** start of Excerpt provided **

Last week, I wrote on the strategic challenge Iran faces in its bid to shape a sphere of influence stretching from western Afghanistan to Beirut on the eastern Mediterranean coast. I also pointed out the limited options available to the United States and other Western powers to counter Iran.
One was increased efforts to block Iranian influence in Syria. The other was to consider a strategy of negotiation with Iran. In the past few days, we have seen hints of both.
Rebel Gains in Syria
The city of Zabadani in southwestern Syria reportedly has fallen into the hands of anti-regime forces. Though the city does not have much tactical value for the rebels, and the regime could well retake it, the event could have real significance. Up to this point, apart from media attention, the resistance to the regime of President Bashar al Assad has not proven particularly effective. It was certainly not able to take and hold territory, which is critical for any insurgency to have significance.
Now that the rebels have taken Zabadani amid much fanfare — even though it is not clear to what extent the city was ceded to their control, much less whether they will be able to hold it against Syrian military action — a small bit of Syria now appears to be under rebel control. The longer they can hold it, the weaker al Assad will look and the more likely it becomes that regime opponents can create a provisional government on Syrian soil to rally around.
Zabadani also gives outside powers something to help defend, should they choose to do so. Intervening in a civil war against weak and diffused rebels is one thing. Attacking Syrian tanks moving to retake Zabadani is quite another. There are no indications that this is under consideration, but for the first time, there is the potential for a militarily viable target set for outside players acting on behalf of the rebels. The existence of that possibility might change the dynamic in Syria. When we take into account the atmospherics of the Arab League demands for a provisional government, some meaningful pressure might actually emerge.
From the Iranian point of view, this raises the risk that the sphere of influence Tehran is pursuing will be blocked by the fall of the al Assad regime. This would not pose a fundamental challenge to Iran, so long as its influence in Iraq remains intact, but it would represent a potential high-water mark in Iranian ambitions. It could open the door to recalculations in Tehran as to the limits of Iranian influence and the threat to their national security. I must not overstate this: Events in Syria have not gone that far, and Iran is hardly backed into a corner. Still, it is a reminder to Tehran that all might not go the Iranians’ way.

** end of Excerpt provided **
** start of Record set **

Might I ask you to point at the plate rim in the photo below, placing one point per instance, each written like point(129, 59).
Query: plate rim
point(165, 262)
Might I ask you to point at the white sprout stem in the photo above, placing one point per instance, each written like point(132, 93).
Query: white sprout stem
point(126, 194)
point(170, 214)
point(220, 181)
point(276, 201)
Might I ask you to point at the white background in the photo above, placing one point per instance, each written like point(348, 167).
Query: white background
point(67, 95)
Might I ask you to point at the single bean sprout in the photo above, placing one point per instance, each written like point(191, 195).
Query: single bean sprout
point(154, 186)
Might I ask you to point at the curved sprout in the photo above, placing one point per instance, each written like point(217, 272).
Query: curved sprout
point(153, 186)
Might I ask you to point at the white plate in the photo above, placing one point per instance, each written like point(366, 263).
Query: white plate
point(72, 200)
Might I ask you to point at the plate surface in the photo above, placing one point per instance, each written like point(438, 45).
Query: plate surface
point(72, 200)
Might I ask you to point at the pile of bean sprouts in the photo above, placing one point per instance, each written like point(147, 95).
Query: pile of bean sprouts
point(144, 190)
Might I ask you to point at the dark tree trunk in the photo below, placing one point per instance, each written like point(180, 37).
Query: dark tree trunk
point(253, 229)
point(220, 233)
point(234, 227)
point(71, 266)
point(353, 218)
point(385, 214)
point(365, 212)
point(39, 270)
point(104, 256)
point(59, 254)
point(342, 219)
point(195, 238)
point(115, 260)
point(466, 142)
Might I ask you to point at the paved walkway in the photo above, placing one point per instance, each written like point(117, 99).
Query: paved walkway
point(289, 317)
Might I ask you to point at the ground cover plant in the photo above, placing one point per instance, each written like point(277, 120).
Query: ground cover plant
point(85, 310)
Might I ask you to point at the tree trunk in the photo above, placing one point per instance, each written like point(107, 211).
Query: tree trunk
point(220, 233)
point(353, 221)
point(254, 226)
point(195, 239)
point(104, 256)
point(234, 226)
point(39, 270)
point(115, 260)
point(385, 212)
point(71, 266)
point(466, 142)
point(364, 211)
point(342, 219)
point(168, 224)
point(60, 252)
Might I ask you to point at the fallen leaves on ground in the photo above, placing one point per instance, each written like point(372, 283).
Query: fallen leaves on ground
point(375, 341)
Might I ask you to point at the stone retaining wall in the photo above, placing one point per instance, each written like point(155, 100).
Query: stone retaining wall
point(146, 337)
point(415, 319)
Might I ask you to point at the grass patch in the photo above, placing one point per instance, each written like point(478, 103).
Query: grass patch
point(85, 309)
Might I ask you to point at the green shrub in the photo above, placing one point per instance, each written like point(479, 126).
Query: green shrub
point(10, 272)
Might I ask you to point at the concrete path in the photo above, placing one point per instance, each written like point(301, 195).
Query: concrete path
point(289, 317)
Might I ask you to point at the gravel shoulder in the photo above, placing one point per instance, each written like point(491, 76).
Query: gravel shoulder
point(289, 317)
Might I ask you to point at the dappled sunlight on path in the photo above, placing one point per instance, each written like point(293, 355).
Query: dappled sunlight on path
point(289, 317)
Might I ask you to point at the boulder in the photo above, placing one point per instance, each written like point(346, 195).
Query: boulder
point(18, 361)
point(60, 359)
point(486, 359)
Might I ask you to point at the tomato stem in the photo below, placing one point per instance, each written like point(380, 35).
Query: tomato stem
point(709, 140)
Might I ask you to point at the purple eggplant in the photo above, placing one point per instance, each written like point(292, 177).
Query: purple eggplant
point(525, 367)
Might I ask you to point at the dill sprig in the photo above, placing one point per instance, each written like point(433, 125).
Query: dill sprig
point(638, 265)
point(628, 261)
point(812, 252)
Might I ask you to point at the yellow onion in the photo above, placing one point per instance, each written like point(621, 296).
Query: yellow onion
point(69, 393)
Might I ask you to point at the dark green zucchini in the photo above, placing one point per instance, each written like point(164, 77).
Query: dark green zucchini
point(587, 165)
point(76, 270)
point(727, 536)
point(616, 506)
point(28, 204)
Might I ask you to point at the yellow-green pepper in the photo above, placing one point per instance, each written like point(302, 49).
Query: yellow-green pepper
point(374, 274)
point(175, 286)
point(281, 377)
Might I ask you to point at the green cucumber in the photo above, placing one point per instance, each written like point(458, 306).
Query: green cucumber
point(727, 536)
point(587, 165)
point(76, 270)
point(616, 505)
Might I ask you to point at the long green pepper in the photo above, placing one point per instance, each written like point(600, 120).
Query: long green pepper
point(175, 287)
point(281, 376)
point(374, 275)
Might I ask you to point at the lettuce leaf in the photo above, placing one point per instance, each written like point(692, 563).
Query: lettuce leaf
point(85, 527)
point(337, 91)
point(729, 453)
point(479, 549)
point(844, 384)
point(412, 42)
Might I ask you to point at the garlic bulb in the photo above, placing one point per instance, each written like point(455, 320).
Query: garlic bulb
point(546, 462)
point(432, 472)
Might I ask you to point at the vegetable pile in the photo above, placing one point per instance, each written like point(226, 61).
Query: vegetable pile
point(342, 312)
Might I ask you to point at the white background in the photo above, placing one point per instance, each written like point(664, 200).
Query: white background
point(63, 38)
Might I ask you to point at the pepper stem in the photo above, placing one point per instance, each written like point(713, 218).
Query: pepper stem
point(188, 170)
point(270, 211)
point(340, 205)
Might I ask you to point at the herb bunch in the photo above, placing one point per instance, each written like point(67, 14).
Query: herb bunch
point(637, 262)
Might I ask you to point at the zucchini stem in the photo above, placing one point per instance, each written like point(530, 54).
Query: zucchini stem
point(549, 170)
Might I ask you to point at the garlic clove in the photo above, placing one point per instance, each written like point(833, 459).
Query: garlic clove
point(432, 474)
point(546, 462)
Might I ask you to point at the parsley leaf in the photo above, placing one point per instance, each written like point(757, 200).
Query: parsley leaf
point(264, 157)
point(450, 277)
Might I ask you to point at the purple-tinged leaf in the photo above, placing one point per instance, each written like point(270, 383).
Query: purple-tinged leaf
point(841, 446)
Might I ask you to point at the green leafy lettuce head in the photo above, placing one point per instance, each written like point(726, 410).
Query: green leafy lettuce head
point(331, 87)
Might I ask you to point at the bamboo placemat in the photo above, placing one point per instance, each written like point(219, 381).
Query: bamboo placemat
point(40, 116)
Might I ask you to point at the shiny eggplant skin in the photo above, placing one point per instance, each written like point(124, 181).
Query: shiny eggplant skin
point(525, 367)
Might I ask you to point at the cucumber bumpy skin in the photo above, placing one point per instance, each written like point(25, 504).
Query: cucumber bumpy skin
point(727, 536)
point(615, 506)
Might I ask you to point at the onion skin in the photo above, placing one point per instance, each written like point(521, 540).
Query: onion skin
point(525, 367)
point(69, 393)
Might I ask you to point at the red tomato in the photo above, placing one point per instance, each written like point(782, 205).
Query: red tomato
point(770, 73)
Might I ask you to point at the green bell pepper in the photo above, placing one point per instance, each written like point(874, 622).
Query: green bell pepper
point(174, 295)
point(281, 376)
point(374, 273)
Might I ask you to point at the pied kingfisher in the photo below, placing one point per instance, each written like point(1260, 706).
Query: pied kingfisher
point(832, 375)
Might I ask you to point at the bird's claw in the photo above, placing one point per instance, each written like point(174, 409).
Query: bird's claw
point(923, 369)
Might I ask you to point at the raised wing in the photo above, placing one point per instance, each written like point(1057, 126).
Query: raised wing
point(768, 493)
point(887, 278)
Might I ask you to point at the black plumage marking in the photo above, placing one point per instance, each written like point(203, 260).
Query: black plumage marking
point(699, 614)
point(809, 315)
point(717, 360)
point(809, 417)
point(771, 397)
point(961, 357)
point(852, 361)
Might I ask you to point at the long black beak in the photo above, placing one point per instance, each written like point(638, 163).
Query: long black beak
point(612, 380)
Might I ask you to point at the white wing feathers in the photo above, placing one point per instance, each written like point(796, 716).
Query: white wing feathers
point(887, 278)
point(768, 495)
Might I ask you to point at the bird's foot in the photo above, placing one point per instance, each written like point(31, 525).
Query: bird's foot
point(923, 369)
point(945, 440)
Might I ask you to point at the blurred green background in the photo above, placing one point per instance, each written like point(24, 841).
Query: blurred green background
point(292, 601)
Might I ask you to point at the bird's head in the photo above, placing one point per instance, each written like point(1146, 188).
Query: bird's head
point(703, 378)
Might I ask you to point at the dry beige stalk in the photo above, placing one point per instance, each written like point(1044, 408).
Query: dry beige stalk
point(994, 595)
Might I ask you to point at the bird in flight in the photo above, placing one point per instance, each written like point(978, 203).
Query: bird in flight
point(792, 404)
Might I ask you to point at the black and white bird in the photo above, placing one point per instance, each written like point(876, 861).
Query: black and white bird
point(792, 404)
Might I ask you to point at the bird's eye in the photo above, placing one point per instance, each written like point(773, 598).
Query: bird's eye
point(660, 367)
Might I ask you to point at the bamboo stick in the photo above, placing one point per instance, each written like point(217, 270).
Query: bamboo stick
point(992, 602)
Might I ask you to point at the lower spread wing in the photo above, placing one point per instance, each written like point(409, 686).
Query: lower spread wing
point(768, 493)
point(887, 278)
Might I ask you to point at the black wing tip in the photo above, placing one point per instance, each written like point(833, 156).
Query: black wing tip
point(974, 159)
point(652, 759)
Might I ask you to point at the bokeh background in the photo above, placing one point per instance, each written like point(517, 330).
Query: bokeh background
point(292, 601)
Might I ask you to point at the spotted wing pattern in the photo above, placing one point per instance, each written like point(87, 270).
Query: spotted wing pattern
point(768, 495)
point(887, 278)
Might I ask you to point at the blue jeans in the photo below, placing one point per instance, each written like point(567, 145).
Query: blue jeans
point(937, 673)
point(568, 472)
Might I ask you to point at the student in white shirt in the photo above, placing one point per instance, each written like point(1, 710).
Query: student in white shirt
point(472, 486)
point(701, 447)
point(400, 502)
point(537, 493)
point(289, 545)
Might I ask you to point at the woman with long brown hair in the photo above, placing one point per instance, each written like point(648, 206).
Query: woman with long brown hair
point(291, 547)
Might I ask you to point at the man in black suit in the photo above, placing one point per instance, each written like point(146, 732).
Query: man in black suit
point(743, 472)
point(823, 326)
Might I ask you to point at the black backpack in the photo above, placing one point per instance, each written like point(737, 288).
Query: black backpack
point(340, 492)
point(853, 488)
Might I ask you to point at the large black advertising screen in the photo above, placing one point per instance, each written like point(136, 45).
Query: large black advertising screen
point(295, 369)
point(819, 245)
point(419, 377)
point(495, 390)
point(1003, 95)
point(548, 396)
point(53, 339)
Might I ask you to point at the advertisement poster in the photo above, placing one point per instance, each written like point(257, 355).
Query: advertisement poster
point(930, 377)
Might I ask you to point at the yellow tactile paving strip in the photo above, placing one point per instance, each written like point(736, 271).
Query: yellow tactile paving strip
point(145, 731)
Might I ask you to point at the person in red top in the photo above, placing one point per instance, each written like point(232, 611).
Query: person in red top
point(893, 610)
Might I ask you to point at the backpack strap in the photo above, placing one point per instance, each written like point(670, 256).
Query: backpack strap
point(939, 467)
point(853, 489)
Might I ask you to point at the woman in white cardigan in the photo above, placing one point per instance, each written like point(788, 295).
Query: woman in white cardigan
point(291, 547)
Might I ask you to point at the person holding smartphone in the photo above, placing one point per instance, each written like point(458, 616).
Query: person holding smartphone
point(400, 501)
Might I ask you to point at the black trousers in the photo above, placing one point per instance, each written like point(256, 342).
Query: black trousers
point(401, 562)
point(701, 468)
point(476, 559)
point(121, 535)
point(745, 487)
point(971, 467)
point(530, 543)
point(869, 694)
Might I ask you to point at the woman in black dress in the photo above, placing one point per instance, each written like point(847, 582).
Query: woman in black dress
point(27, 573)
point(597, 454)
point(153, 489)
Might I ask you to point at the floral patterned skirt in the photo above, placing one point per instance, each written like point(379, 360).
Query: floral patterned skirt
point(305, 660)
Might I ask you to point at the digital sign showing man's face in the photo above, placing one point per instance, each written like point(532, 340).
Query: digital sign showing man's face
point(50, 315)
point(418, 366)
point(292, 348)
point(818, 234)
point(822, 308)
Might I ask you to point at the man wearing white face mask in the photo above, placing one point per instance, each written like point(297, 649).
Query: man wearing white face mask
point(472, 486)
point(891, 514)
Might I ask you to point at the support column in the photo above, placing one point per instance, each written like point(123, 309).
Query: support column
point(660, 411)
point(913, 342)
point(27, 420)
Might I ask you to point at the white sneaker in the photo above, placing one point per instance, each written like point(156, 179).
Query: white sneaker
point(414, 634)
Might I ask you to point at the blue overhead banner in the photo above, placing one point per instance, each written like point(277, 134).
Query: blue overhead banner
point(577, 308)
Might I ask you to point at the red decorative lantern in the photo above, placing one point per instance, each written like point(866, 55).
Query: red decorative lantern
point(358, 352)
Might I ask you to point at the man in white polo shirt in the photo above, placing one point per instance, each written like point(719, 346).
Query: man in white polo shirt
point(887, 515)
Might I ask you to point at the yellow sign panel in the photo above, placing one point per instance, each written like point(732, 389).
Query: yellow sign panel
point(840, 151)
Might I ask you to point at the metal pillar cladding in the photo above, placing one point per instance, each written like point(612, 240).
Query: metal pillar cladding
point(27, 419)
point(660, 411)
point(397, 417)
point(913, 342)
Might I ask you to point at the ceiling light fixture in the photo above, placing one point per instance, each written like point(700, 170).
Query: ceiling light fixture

** end of Record set **

§ Required tasks:
[A] Revise the commentary on Iran and Syria, starting with "Now that the" and going on through "to rally around.", so that "publicity" takes the place of "fanfare".
[B] Carry on writing the commentary on Iran and Syria past its final sentence.

§ Answers for this exercise:
[A]
Now that the rebels have taken Zabadani amid much publicity — even though it is not clear to what extent the city was ceded to their control, much less whether they will be able to hold it against Syrian military action — a small bit of Syria now appears to be under rebel control. The longer they can hold it, the weaker al Assad will look and the more likely it becomes that regime opponents can create a provisional government on Syrian soil to rally around.

[B]
A Possibility of Negotiations
It is in this context that the possibility of negotiations has arisen. The Iranians have claimed that the letter the U.S. administration sent to Iranian supreme leader Ayatollah Ali Khamenei that defined Iran’s threats to Strait of Hormuz as a red line contained a second paragraph offering direct talks with Iran. After hesitation, the United States denied the offer of talks, but it did not deny it had sent a message to the Iranian leadership. The Iranians then claimed such an offer was made verbally to Tehran and not in the letter. Washington again was not categorical in its denial. On Friday, U.S. Secretary of State Hillary Clinton said during a meeting with the German foreign minister, “We do not seek conflict. We strongly believe the people of Iran deserve a better future. They can have that future, the country can be reintegrated into the global community … when their government definitively turns away from pursuing nuclear weapons.”
From our perspective, this is a critical idea. As we have said for several years, we do not see Iran as close to having a nuclear weapon. They may be close to being able to test a crude nuclear device under controlled circumstances (and we don’t know this either), but the development of a deliverable nuclear weapon poses major challenges for Iran.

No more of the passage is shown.